**PROVIDED DATA**
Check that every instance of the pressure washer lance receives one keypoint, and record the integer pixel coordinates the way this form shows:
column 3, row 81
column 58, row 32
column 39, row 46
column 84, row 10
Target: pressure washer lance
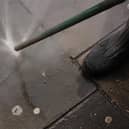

**REQUIREMENTS**
Reproduce every line of the listing above verbatim, leaving out the picture.

**COMPLETED EXERCISE**
Check that every instance of the pressure washer lance receives one keypoint, and record the integer pixel coordinates the way this form shows:
column 3, row 81
column 58, row 32
column 39, row 46
column 84, row 10
Target: pressure washer lance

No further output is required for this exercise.